In the stretch from the start of the lines through the line containing "[0,100,300,228]", swap "sneaker" for "shoe" and write out that stretch again with nothing else changed.

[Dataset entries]
------------------------------------

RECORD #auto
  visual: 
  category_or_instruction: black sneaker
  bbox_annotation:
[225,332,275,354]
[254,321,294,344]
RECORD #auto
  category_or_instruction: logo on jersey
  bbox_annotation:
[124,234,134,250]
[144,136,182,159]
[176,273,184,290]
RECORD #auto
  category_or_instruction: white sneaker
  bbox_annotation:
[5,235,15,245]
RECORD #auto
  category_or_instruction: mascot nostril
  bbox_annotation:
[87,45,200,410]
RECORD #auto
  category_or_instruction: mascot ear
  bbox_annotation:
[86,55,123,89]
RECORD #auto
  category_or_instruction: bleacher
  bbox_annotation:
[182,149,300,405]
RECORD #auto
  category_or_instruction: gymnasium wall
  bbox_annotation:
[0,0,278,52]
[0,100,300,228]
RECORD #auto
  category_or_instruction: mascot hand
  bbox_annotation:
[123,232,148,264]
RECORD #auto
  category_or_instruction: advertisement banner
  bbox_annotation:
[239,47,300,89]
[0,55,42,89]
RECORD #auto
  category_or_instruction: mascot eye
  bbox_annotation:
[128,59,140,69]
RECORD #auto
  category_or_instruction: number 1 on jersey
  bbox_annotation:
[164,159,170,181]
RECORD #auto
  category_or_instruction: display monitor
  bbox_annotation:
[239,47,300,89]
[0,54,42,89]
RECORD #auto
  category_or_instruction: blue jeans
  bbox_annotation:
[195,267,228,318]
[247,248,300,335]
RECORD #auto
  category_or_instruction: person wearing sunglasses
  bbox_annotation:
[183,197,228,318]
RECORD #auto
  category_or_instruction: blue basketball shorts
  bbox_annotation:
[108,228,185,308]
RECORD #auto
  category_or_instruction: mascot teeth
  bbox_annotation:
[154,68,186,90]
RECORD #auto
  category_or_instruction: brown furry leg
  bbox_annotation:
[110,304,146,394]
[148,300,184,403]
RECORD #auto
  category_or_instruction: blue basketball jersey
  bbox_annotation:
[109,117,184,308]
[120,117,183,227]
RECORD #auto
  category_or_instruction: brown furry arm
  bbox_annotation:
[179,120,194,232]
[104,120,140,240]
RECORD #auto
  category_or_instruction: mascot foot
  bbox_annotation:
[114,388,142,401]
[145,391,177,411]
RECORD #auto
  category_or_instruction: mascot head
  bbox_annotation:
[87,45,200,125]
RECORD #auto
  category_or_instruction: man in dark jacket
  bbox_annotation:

------------------------------------

• **Problem solution**:
RECORD #auto
  visual: 
  category_or_instruction: black shoe
  bbox_annotation:
[225,332,275,354]
[254,321,294,344]
RECORD #auto
  category_or_instruction: logo on jersey
  bbox_annotation:
[124,234,134,250]
[144,136,182,159]
[176,273,184,290]
RECORD #auto
  category_or_instruction: white shoe
  bbox_annotation:
[5,235,15,245]
RECORD #auto
  category_or_instruction: mascot nostril
  bbox_annotation:
[87,45,200,410]
RECORD #auto
  category_or_instruction: mascot ear
  bbox_annotation:
[86,55,123,89]
RECORD #auto
  category_or_instruction: bleacher
  bbox_annotation:
[182,149,300,405]
RECORD #auto
  category_or_instruction: gymnasium wall
  bbox_annotation:
[0,0,278,52]
[0,100,300,228]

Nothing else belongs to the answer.